How exciting it was, working with James and Mark on those novels, threading plot elements between us, kept in line by Steve Tribe and editorial colossus Nicholas Payne.

I'd forgotten until Michael reminded me on the podcast that I went to the preview screening for the first episode of season 2 of Being Human, at the Curzon cinema in Mayfair. That was a wild night, the place packed with excited fans. A couple of weeks later Steve Tribe was back in touch about the possibility of new Being Human audio books. It never happened, sadly, but I found the three ideas I sent in, one for each of the regular cast:

  • Mitchell: Higher Powers — an old friend of Mitchell’s turns up and thinks his friends a bad influence
  • George: The Cure — George helps a couple of elderly Russian immigrants, one of whom has been attacked by a werewolf. It turns out they are monster hunters.
  • Annie: Guardian Angel — Annie tries to help a ‘friend’ who always made life difficult when Annie was alive.

[Data]:
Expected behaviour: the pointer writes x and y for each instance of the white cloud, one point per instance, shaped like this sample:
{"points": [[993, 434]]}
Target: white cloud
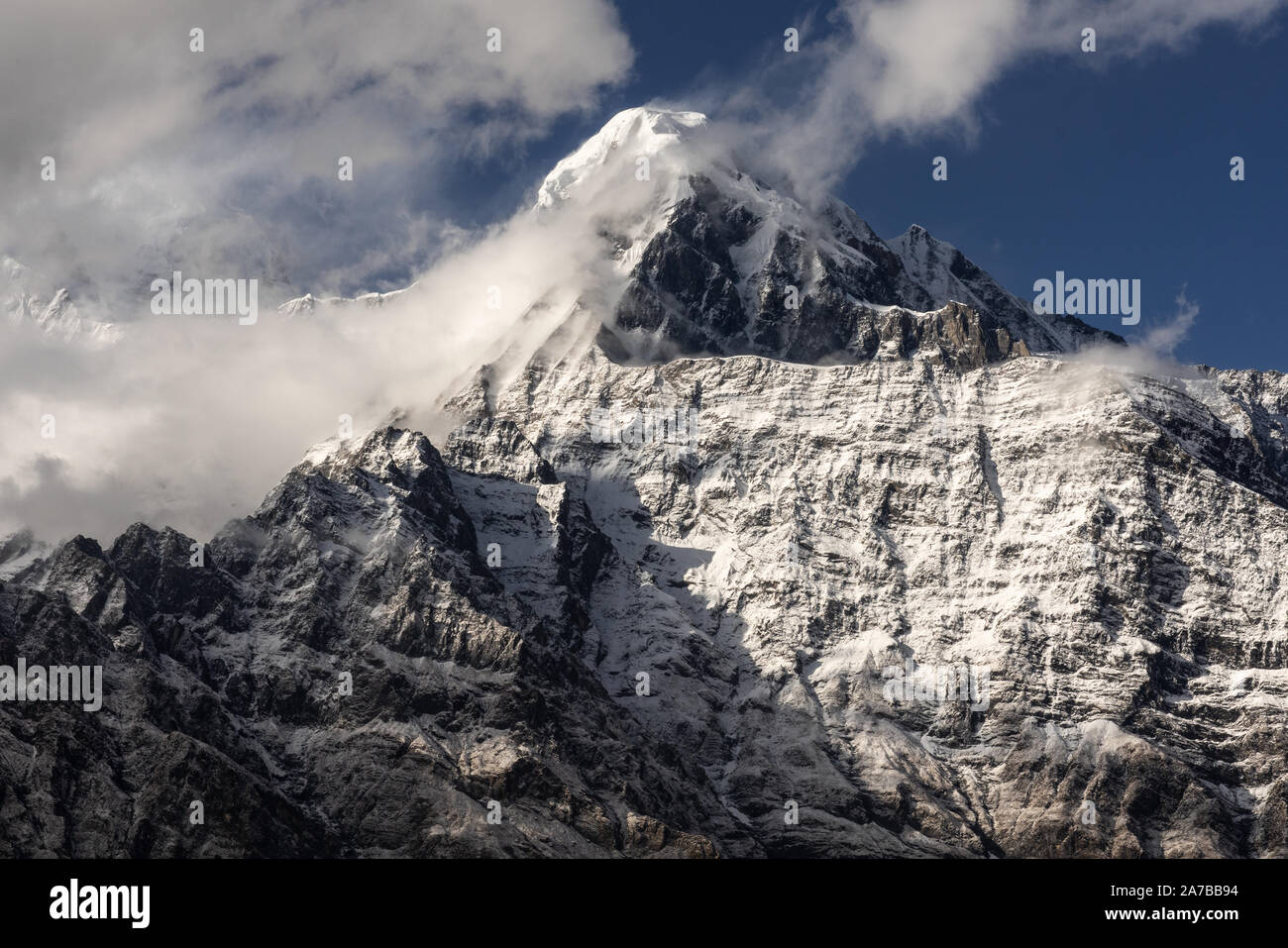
{"points": [[226, 159], [912, 65]]}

[Assignment A]:
Write out everything in the Being Human excerpt from "How exciting it" down to "colossus Nicholas Payne.".
[Assignment B]:
Answer these questions using the Being Human excerpt:
(i) Who kept the novel writers in line?
(ii) At which cinema was the preview screening held?
(iii) What is the title of the idea for George?

[Task answer A]:
How exciting it was, working with James and Mark on those novels, threading plot elements between us, kept in line by Steve Tribe and editorial colossus Nicholas Payne.

[Task answer B]:
(i) Steve Tribe and Nicholas Payne
(ii) The Curzon cinema in Mayfair
(iii) The Cure